Когда, согласно тексту о Деникине ниже, он вернулся во 2-ю артиллерийскую бригаду?

ИСХОДНЫЙ ТЕКСТ:
+++

Думаю, что «недолюбливание» Николая Второго Деникиным, что подчеркнула его дочь в версальском разговоре со мной, родилось из данных событий. Поздние претензии Деникина к императору лишь наслоятся на эту обиду крайне самолюбивого капитана.
У Деникина опустились руки, но его еще пытались отстоять. Перед возвращением в бригаду капитану предстояло отбыть лагерный сбор в одном из штабов Варшавского военного округа. И начальник варшавского штаба генерал Пузыревский взял его к себе на вакантную должность Генштаба. Он послал в Петербург отличные аттестации Деникина и трижды ходатайствовал о его переводе в Генеральный штаб. На третий раз пришел ответ: «Военный министр воспретил возбуждать какое бы то ни было ходатайство о капитане Деникине».
Получил и Деникин официальную бумагу из Канцелярии прошений: «По докладу военным министром Вашей жалобы, Его Императорское Величество повелеть изволил – оставить ее без последствий». Куропаткин окончательно закольцевал сухотинскую и свою оборону.
Пузыревский призывал Деникина все равно не унывать, остаться у него в прикомандировании. Но Деникин не имел привычки плавать неким предметом в проруби: не приставая к Генеральному штабу и отставая от строя. Весной 1900 года он вернулся во 2-ю артиллерийскую бригаду.
Уже в Беле капитан узнал, что его одинокое петербургское сражение выиграно. По прецеденту с Деникиным антикуропаткинская партия в военных верхах настояла твердо определиться с правилами выпуска. И было принято впечатляющее решение: всем офицерам, когда-либо успешно окончившим третий курс Академии Генштаба, независимо от балла, предоставить перейти в Генеральный штаб. Оно не коснулось только зачинщика баталии Деникина.
В бригаде тоже наладилась нормальная служба. За это однополчане Деникина бились тут не хуже, чем он в столице. Разор в бригаде из-за командовавшего ею самодура дошел до предела. Стал процветать один мерзавец-подполковник, которому командир доверил батарею. Он так отличался в грязных похождениях, что многие офицеры перестали отдавать ему честь и протягивать руку.
Артиллеристы были вынуждены сойтись на необычайное в офицерской среде собрание заговорщиков. Провели его около лагеря на глухом берегу Буга. Всякое коллективное выступление по военным законам считается преступлением. И капитан Нечаев подал свой рапорт по команде с претензией собравшихся. Дошло до начальника артиллерии корпуса, но негодяя подполковника лишь перевели в другую бригаду.
Тогда офицеры 2-й бригады решились на коллективный афронт – 28 из них подписали рапорт великому князю Михаилу Николаевичу, всегда отстаивавшему благородство в своей епархии. Они заявили: «Просим дать удовлетворение нашим воинским и нравственным чувствам, глубоко и тяжко поруганным».
После расследования ушли в отставку начальник артиллерии корпуса и ненавистный командир 2-й артиллерийской, а Проходимца-подполковника выгнали со службы. Офицеры за незаконный коллективный рапорт отделались лишь выговорами.

+++

ДАННЫЕ ДЛЯ АНАЛИЗА:
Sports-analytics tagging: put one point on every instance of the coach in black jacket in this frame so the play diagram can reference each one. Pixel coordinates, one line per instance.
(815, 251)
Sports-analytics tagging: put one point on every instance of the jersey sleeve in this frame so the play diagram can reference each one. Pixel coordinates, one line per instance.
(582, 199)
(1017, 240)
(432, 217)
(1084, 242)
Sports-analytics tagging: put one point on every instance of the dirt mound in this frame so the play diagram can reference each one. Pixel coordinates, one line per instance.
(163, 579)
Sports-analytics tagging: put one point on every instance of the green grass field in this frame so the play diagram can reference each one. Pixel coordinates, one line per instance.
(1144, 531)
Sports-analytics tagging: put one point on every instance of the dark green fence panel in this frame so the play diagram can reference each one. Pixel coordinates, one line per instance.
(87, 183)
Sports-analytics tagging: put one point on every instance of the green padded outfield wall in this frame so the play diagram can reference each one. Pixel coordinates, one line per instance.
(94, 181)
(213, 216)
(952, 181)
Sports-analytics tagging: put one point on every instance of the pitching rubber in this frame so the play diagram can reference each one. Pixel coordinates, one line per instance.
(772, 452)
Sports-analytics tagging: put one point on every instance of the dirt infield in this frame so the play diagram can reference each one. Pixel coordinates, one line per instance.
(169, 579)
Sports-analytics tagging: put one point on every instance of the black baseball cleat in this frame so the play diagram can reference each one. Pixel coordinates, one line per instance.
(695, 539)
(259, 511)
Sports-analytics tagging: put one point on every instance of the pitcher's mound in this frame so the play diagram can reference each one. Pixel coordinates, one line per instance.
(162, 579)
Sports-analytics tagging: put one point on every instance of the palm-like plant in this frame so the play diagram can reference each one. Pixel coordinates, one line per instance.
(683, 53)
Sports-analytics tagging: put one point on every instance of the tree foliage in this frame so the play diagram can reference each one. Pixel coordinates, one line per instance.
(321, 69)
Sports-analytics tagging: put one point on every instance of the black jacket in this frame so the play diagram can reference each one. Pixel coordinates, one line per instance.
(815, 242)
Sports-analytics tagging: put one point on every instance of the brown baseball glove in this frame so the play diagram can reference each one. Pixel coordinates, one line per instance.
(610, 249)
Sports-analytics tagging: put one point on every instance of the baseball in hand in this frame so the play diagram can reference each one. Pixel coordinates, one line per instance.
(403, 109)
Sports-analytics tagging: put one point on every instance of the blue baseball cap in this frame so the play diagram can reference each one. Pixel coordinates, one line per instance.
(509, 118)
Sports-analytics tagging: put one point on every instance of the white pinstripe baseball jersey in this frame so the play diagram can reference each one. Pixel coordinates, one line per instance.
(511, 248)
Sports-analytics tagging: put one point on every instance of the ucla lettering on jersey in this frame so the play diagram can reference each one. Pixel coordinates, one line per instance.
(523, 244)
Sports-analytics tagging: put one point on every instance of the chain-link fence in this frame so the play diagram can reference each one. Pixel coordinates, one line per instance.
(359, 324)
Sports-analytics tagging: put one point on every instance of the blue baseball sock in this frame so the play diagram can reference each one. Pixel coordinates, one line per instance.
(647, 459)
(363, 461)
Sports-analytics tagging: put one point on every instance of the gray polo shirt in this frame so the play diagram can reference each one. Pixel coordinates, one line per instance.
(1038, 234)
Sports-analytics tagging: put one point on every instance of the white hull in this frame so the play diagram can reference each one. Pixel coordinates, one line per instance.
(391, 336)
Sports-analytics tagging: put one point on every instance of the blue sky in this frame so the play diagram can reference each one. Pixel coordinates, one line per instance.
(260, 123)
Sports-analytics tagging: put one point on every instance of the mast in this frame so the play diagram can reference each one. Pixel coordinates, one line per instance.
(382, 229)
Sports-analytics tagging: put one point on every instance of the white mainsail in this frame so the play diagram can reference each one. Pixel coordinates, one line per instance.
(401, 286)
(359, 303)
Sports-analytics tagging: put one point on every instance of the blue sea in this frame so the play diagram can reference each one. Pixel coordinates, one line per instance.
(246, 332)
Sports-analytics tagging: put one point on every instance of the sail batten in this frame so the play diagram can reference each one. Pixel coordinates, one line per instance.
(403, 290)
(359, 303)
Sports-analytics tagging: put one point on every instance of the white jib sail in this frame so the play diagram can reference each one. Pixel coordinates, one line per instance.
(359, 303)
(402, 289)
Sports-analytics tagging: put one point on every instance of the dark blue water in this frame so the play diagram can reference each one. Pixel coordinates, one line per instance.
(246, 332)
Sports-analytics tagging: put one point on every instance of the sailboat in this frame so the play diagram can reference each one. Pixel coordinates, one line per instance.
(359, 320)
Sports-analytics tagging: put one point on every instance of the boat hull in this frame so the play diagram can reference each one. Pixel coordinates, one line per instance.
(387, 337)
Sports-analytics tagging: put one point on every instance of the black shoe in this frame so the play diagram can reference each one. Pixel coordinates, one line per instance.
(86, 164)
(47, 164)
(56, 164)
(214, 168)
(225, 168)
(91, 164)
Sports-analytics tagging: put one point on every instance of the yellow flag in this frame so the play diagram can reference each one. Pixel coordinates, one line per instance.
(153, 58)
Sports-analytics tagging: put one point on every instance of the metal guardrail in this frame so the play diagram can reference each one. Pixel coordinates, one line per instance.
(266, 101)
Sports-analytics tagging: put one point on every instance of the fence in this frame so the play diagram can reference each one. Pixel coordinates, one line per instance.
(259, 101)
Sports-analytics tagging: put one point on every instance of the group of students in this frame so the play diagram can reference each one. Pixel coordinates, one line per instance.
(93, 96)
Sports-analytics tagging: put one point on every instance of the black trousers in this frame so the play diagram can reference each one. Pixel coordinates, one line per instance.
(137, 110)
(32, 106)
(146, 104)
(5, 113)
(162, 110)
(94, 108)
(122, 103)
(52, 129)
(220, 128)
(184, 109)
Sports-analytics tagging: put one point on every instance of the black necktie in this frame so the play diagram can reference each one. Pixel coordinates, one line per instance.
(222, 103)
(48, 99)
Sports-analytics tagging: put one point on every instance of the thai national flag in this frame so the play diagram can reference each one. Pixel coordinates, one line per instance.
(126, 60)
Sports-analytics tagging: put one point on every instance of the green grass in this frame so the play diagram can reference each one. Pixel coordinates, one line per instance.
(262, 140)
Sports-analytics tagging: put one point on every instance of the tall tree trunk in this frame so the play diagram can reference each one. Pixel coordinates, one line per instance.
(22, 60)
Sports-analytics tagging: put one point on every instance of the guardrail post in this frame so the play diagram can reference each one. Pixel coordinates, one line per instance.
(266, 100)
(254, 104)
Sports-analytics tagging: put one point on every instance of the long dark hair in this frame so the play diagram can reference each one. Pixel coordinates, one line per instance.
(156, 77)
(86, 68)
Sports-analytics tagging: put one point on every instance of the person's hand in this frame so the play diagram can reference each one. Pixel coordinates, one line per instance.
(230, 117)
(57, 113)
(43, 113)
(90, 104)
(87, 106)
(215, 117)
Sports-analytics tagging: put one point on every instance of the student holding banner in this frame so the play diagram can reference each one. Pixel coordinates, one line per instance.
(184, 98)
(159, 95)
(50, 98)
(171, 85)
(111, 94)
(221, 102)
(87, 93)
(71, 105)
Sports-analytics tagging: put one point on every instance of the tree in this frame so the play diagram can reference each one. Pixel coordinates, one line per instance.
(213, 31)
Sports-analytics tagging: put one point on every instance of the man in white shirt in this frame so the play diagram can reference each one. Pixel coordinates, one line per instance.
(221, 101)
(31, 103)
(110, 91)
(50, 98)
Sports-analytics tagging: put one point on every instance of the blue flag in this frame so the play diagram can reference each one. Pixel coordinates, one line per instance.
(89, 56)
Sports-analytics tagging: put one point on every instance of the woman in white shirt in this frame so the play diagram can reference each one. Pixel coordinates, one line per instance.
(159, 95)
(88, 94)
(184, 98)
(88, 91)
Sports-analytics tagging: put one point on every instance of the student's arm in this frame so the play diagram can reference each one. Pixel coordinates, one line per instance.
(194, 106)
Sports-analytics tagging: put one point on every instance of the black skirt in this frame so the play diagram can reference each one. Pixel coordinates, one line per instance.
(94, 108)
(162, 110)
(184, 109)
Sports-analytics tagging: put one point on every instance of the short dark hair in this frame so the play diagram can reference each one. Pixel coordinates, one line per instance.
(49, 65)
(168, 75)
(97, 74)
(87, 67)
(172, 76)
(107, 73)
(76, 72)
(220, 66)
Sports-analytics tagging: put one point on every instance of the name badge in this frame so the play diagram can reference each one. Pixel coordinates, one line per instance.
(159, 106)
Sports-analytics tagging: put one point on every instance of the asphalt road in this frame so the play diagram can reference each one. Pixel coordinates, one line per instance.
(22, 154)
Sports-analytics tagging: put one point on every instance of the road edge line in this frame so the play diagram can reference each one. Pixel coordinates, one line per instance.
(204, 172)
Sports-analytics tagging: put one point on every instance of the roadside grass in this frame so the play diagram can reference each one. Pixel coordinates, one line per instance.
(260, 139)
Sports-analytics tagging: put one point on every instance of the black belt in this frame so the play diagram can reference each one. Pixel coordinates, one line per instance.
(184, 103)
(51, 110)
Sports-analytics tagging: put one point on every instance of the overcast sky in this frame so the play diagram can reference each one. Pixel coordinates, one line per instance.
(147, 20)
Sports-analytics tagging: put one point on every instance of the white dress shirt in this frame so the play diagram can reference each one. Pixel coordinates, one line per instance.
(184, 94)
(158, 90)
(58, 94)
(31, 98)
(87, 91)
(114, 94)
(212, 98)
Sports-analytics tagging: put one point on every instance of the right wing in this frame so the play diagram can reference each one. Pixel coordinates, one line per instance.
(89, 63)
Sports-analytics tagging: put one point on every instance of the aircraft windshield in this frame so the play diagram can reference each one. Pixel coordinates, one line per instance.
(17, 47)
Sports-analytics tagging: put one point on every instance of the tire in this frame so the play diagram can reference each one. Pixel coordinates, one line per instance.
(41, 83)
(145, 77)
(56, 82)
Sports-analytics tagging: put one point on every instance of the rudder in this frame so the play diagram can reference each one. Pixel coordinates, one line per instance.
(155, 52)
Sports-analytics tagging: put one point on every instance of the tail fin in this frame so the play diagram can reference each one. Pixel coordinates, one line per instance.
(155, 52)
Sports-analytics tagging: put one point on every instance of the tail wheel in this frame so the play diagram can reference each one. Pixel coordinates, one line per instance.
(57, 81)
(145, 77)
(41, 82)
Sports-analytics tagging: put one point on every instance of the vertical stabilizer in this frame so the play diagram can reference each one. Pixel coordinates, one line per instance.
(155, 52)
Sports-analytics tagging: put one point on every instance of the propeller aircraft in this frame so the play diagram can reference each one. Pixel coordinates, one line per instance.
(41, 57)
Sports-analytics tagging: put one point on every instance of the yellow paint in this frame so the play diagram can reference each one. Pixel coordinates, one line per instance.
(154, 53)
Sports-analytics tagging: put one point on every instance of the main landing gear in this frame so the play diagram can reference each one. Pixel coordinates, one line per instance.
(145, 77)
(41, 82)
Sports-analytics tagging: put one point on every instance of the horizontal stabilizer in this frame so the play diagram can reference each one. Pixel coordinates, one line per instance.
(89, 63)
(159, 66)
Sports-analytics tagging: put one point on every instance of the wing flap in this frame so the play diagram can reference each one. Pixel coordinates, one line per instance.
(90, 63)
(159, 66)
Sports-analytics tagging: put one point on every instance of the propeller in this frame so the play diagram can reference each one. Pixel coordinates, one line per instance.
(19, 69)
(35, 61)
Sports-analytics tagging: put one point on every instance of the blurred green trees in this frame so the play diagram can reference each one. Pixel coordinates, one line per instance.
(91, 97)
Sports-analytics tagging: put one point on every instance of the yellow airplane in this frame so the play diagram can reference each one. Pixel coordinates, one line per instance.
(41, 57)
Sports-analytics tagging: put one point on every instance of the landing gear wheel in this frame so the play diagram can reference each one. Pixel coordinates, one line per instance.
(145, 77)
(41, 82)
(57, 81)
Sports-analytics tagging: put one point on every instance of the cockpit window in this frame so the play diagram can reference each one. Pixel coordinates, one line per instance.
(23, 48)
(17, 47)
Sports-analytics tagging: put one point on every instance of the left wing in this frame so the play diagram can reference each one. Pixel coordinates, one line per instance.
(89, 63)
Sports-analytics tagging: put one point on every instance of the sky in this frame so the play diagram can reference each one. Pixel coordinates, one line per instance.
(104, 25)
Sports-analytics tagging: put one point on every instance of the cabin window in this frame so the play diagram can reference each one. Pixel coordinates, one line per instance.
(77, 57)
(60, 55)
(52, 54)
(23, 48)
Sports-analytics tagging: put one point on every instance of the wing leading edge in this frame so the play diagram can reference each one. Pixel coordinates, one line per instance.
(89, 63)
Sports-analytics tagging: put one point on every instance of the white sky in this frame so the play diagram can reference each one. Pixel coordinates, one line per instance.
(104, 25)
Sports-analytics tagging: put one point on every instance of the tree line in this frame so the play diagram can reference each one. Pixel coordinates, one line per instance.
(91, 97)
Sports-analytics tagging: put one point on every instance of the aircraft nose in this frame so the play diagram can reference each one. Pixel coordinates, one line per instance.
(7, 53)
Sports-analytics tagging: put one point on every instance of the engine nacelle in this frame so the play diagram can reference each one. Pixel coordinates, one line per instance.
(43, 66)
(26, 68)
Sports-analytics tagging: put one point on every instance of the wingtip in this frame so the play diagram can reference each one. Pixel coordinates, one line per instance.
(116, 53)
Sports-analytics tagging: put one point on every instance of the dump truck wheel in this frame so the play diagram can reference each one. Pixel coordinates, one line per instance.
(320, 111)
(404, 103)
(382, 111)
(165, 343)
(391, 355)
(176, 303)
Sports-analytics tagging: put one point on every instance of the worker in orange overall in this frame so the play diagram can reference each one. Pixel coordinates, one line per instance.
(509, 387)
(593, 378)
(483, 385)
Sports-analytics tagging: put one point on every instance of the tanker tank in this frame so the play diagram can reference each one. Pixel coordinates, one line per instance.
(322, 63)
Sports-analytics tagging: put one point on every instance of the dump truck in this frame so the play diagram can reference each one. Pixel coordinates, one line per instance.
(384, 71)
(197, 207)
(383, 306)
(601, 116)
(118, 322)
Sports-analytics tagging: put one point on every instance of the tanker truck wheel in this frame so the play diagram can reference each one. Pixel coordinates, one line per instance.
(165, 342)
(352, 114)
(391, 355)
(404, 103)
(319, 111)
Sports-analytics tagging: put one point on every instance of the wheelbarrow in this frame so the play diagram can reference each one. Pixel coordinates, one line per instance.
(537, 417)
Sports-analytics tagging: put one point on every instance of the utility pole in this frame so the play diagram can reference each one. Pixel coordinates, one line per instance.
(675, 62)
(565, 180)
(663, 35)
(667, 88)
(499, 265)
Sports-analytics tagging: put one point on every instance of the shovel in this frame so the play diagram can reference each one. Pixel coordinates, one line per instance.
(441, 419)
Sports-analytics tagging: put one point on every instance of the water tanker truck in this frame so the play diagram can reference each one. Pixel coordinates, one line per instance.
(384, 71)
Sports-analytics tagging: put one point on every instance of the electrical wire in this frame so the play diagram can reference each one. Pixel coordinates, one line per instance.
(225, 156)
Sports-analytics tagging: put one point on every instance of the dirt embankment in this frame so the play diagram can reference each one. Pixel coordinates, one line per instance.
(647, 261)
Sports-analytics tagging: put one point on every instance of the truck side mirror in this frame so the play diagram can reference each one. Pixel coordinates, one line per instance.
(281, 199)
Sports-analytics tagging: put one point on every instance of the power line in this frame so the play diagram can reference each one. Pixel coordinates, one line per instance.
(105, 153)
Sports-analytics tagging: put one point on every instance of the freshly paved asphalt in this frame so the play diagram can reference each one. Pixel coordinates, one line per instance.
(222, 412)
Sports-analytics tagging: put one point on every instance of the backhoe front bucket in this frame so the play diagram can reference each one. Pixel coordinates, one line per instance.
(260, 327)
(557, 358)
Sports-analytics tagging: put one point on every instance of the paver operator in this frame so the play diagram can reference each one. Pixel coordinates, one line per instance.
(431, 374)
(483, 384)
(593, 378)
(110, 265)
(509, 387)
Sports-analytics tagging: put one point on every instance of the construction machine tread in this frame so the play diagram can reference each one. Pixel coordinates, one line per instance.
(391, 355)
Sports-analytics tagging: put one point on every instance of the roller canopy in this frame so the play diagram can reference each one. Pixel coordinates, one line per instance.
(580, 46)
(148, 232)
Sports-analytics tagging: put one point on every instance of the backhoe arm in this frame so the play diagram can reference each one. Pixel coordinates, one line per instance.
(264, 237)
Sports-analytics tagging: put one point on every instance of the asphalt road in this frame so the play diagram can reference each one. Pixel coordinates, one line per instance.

+++

ПИСЬМЕННЫЙ ОТВЕТ: Весной 1900 года.